--- Source document ---
↓
The rapid pace at which the COVID-19 pandemic spread and global actions to curtail it are having an unprecedented impact on the way we live and do business.

Since the second week of March, when COVID-19 was declared a pandemic, spreading globally and, particularly, across North America, financial markets have declined sharply. The S&P 500 and TSX declined by 13 percent and 29 percent virtually overnight. Brokers were panicking, the media was shouting ‘the end is near!’.

Rather than the typical lag, the Canadian Real Estate industry was affected immediately. Most businesses were massively interrupted or shut down.

Sales wise deals that began in early March are moving towards closing, though with extended due diligence periods. Meanwhile, sellers have taken a wait-and-see approach to how buyers will price assets.

Debt availability is now heavily relationship based. While 10-year Canadian bond-yields have fallen nearly 100 basis points this year, the cost of financing is higher, as most banks have introduced interest rate floors (Fortunately, we have those solid relationships in place).

These facts reflect the uncertainty of the current market and the sharp increase in corporate bond yield spreads. In many cases, re-financings are being deferred. This “push it off and wait and see” approach makes perfect sense in today’s market, where underwriting value is murky. It also suggests that we may not see many distressed sales of assets in the short-term.

All this sounds scary. It causes pause.

Yet, lots of good (economically and investment speaking, not talking about the human health component) opportunities have been exposed. Investment wise there is a still a lot of money to be made, both medium and long term.

While it is too early to fully understand the impact of these events, history can serve as a valuable source of information as we look forward.

Over the past century, external shocks such as an epidemic or a pandemic followed by an economic downturn have had an immediate to short-term impact on commercial real estate (CRE) asset prices, but minimal influence on transaction activity.

In all these cases the Canadian Real Estate Industry recovered from these events at varying paces: While event-oriented downturns showed a quicker rebound, longer-term events, such as the 2008 recession, resulted in a more protracted recovery. At this time, COVID came on so quickly that is created a PAUSE button like no other economic incident to date. This has actually turned out to be a good thing. When one sector continues to grow and another pauses, that creates an imbalance in the economy and many ripple effects.

In the case of COVID-19 we all hit the pause button. Other then short term cash flow no real fundamentals have changed.

Commercial Real Estate has definitely seen immediate impacts in the form of non payment of rents. Small businesses that worked more or less pay check to paycheck are suffering and closing doors. In the short term this affects rents of those spaces as the tenants are no longer paying.
↑
--- Study material ---
↓
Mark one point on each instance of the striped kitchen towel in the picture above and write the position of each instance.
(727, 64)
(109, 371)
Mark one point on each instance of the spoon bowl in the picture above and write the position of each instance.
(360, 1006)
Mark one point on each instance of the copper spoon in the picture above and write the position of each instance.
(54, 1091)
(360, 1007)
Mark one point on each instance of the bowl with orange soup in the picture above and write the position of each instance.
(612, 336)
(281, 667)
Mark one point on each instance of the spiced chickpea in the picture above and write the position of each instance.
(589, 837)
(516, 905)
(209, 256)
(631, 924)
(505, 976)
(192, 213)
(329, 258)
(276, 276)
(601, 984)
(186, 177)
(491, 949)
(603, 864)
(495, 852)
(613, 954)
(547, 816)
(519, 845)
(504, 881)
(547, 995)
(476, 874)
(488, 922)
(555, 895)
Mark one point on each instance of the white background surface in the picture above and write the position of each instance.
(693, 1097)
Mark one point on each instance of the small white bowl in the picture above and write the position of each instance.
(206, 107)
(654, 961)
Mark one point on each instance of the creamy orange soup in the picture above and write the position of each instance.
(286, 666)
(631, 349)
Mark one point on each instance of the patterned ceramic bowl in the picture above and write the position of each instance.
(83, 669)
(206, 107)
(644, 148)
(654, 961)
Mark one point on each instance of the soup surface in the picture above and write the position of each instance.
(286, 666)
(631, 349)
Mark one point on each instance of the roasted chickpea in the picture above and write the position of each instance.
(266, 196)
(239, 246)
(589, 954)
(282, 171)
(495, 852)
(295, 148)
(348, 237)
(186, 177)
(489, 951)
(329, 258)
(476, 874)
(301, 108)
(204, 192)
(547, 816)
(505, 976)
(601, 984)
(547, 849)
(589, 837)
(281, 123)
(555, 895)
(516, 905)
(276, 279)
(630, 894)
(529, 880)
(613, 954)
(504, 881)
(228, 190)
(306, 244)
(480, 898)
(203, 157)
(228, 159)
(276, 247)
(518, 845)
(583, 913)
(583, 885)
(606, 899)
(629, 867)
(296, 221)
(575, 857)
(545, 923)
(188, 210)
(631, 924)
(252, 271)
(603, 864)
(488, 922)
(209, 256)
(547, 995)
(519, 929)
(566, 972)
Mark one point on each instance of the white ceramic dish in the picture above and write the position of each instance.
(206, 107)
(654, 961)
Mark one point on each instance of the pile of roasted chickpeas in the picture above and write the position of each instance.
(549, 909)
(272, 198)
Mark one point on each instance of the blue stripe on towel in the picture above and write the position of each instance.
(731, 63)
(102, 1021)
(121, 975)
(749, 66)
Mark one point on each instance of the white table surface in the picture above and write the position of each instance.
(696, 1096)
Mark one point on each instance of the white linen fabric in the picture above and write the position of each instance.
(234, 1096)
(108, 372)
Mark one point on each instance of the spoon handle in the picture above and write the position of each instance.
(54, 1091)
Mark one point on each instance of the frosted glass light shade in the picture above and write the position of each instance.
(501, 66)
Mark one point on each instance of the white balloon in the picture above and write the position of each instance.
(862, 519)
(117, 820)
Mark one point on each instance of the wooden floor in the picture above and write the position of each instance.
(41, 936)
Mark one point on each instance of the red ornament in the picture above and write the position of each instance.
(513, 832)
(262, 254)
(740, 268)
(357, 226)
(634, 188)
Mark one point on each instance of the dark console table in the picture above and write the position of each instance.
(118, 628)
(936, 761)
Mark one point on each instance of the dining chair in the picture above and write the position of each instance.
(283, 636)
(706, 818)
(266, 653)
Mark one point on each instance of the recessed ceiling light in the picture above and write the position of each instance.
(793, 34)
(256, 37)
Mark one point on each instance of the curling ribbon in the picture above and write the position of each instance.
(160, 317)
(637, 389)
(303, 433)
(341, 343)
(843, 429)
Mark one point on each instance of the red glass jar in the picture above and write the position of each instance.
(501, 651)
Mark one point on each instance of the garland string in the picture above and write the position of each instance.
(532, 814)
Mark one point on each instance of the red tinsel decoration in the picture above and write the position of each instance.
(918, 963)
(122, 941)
↑
--- What is needed ---
According to the COVID-19 real estate commentary, what have most banks introduced that makes financing more costly? These rows have no connection to the COVID-19 real estate commentary.

--- Finished task ---
Interest rate floors.